--- DATASET RECORDS ---
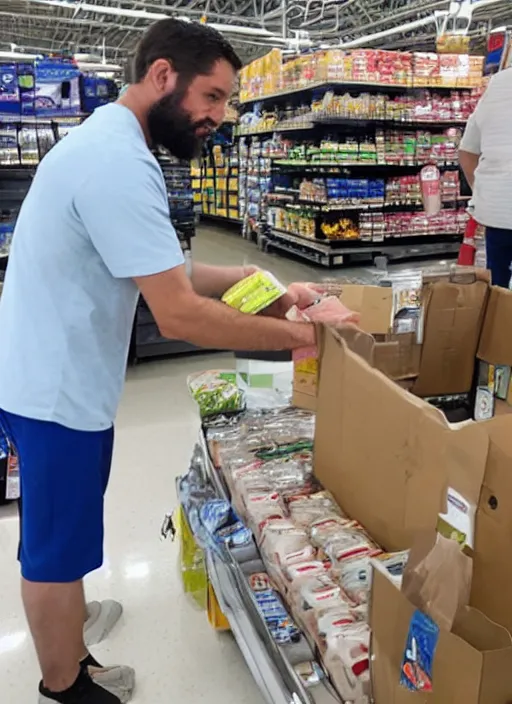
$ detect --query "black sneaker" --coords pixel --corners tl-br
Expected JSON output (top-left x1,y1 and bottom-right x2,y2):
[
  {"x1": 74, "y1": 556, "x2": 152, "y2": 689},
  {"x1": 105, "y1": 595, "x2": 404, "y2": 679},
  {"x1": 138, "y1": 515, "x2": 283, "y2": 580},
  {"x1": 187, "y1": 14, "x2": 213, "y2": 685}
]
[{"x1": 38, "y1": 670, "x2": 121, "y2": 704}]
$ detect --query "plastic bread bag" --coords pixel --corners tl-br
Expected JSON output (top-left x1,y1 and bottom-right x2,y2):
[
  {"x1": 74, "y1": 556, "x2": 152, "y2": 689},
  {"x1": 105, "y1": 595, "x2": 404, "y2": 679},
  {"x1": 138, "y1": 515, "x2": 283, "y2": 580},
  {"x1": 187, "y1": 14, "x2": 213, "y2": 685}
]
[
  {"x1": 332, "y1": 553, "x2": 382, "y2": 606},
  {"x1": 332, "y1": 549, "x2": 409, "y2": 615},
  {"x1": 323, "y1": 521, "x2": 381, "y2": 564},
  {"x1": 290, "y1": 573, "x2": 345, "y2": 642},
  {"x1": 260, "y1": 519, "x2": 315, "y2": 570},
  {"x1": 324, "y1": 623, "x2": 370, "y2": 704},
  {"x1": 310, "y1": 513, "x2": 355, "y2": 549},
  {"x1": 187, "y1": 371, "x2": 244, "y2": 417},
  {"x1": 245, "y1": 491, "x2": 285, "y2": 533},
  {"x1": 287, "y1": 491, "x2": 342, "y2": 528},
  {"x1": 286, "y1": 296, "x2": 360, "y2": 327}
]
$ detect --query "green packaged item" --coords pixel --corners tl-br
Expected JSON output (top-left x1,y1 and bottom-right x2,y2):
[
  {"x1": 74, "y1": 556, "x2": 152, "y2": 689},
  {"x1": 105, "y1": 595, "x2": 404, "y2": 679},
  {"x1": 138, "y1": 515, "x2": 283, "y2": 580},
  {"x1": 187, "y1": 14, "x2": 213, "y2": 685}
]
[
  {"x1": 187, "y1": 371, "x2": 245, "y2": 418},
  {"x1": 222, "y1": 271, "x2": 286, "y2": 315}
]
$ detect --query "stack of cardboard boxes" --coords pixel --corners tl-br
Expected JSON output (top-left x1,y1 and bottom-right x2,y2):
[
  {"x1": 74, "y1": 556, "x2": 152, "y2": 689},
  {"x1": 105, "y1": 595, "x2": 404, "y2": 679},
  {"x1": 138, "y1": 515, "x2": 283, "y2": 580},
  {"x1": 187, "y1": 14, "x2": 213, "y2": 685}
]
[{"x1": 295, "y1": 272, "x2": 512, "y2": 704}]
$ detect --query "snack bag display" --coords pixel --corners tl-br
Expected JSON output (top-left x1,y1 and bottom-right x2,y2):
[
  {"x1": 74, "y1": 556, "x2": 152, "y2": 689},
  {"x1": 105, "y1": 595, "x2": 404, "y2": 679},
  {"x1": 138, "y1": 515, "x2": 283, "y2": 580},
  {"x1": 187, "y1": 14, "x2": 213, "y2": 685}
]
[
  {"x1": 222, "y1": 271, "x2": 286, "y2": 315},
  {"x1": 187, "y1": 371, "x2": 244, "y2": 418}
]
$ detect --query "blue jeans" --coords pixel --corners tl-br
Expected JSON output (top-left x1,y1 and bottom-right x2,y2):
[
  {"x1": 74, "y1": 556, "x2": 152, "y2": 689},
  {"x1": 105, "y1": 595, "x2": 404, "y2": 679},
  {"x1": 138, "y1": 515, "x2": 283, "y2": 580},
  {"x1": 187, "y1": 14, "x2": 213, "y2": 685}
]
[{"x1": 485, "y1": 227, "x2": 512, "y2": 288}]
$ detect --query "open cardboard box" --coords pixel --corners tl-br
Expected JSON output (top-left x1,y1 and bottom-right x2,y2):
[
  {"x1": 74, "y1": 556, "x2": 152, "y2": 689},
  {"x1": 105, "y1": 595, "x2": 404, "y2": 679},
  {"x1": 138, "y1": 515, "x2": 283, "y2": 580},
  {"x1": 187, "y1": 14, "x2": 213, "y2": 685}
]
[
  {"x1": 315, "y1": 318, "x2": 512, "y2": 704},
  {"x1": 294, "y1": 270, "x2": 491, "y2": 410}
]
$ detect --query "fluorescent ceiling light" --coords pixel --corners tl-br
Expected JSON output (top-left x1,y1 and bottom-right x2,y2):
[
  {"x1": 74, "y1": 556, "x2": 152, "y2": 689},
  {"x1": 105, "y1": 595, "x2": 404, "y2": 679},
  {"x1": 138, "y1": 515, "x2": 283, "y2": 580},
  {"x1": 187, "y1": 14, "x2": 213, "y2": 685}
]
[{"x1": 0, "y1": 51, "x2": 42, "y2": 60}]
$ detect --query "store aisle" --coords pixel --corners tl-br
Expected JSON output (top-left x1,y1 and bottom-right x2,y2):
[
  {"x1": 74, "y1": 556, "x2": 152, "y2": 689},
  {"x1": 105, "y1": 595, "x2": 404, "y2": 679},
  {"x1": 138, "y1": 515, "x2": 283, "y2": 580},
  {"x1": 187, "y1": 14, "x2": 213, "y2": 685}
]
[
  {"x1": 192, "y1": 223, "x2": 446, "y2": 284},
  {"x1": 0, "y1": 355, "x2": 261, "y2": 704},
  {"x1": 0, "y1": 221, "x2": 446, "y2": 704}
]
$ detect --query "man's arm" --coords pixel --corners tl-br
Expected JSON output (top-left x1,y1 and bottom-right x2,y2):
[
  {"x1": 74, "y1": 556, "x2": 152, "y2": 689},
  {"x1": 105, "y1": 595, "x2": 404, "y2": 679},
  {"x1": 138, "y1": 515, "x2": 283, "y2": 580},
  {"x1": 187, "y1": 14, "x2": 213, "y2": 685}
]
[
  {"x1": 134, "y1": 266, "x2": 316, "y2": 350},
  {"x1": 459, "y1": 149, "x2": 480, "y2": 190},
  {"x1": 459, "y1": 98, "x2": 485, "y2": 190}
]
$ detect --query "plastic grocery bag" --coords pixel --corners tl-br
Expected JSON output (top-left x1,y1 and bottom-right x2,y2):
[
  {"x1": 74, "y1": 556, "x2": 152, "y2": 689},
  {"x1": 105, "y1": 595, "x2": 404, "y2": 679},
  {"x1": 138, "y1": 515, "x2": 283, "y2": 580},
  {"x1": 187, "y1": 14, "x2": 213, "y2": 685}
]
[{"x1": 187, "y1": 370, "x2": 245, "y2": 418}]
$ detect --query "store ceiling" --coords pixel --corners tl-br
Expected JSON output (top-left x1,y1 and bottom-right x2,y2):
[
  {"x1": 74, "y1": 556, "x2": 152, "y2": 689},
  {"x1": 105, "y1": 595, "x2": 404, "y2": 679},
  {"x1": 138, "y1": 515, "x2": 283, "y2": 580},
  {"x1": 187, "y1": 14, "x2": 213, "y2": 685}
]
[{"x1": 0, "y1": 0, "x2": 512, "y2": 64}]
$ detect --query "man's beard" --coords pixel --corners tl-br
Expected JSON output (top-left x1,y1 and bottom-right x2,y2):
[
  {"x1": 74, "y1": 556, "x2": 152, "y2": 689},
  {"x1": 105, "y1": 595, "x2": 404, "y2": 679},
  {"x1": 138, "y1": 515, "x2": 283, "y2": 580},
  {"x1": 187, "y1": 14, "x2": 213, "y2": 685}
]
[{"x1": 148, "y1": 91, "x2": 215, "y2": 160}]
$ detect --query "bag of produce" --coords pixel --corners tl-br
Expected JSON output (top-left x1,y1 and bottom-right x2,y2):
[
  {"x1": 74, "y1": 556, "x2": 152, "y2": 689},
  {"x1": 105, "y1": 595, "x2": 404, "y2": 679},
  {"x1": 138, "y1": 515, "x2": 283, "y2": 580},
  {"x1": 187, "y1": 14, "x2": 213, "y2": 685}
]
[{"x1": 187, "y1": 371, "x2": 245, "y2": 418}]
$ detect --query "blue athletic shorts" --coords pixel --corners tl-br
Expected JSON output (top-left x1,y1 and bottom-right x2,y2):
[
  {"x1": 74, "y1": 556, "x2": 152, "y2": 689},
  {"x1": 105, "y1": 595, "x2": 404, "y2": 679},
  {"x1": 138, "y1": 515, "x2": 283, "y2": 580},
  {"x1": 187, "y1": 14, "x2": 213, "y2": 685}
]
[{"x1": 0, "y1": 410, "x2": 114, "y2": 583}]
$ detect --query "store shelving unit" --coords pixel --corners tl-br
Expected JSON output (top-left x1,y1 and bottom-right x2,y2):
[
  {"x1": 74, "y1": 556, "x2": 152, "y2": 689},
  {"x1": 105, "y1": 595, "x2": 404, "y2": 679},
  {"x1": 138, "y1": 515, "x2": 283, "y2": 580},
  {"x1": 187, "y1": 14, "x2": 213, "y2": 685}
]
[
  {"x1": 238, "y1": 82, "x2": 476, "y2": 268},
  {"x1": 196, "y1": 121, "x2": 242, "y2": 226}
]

--- TASK BRIEF ---
Pick out every line in the records above that contains the word "blue", and copy each of those lines in full.

--- COMPLETE OUTPUT ---
$ detect --query "blue jeans" --coords pixel --corners tl-br
$ detect --query "blue athletic shorts" --coords pixel --corners tl-br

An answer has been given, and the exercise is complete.